- GIVEN TASK 1
Write out the passage of the court memorandum starting with "United States Court" and going on through "TROTT, Circuit Judges.".
- GIVEN TASK 2
What three elements of duress does the court memorandum list?
>> Begin EXCERPT PROVIDED
UNITED STATES of America, Plaintiff-Appellee,v.Juanita MEDRANO, Defendant-Appellant.UNITED STATES of America, Plaintiff-Appellee,v.Jose Quintena LOPEZ, Defendant-Appellant.

Nos. 89-30296, 89-30297.

United States Court of Appeals, Ninth Circuit.

Submitted Aug. 6, 1990.* Decided Aug. 22, 1990.

Before EUGENE A. WRIGHT, BEEZER and TROTT, Circuit Judges.


MEMORANDUM** 

A jury convicted defendants Medrano and Lopez of conspiracy to distribute 500 grams or more of cocaine, in violation of 21 U.S.C. §§ 846 and 841(b) (1) (B), and possession with intent to distribute 500 or more grams of cocaine, in violation of 21 U.S.C. §§ 841(a) (1) and 841(b) (1) (B). They appeal these convictions.

I. MEDRANO'S REQUESTED INSTRUCTION ON DURESS

Medrano claims she was entitled to an instruction on her defense of duress. "For an instruction on a particular defense to go to the jury, the defendant must present sufficient evidence to raise triable issues of fact on the elements of that defense." United States v. Charmley, 764 F.2d 675, 676 (9th Cir. 1985). The three elements of duress are: (1) an immediate threat of death or serious bodily harm; (2) a well-grounded fear that the threat will be carried out; and (3) lack of a reasonable opportunity to escape the threatened harm. United States v. Beltran-Rios, 878 F.2d 1208, 1213 (9th Cir. 1989).
>> End EXCERPT PROVIDED
>> Begin ROWS
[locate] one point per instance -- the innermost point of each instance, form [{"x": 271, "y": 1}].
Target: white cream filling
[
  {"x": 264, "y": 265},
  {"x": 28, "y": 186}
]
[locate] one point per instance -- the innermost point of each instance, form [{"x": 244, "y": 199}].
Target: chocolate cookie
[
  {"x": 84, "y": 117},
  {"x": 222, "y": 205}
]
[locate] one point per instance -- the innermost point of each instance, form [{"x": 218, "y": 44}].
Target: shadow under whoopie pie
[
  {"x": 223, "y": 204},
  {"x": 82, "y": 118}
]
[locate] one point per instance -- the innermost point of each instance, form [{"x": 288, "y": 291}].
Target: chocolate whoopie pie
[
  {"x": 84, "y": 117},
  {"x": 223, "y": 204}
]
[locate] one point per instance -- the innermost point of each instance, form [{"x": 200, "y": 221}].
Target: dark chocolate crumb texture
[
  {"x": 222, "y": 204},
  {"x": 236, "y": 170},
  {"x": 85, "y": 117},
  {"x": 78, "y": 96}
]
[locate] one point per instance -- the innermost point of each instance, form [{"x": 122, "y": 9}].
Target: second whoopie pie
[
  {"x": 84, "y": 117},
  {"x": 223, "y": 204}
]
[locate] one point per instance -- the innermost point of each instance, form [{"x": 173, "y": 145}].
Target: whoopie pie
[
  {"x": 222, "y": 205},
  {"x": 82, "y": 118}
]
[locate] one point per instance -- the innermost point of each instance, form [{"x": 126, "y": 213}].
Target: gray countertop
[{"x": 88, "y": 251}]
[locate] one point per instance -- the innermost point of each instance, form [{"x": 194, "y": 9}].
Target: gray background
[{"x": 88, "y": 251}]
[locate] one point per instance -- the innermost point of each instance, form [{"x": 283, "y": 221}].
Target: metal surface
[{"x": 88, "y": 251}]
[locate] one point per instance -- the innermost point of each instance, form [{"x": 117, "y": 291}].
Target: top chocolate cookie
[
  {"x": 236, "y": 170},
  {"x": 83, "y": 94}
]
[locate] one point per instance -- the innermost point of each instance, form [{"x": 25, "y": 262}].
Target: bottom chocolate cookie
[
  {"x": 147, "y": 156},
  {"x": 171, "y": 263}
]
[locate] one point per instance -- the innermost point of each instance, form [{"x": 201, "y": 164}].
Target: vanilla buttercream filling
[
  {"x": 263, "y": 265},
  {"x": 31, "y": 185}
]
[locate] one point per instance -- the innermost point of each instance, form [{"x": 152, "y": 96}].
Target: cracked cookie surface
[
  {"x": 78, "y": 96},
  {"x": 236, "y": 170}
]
>> End ROWS
>> Begin ROWS
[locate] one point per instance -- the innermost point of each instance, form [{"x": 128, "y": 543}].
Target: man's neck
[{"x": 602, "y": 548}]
>> End ROWS
- TASK SOLUTION 1
United States Court of Appeals, Ninth Circuit.

Submitted Aug. 6, 1990.* Decided Aug. 22, 1990.

Before EUGENE A. WRIGHT, BEEZER and TROTT, Circuit Judges.

- TASK SOLUTION 2
An immediate threat of death or serious bodily harm, a well-grounded fear that the threat will be carried out, and lack of a reasonable opportunity to escape the threatened harm.